Can you print the listing below line for line, with every character unchanged?
-- START OF Data provided --
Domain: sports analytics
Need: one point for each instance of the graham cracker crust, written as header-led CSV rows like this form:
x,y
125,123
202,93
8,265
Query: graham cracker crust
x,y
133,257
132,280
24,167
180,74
-- END OF Data provided --
— Correct result —
Domain: sports analytics
Need: one point for each instance of the graham cracker crust, written as header-led CSV rows like this form:
x,y
125,123
202,93
8,265
Query: graham cracker crust
x,y
133,257
132,280
24,167
180,74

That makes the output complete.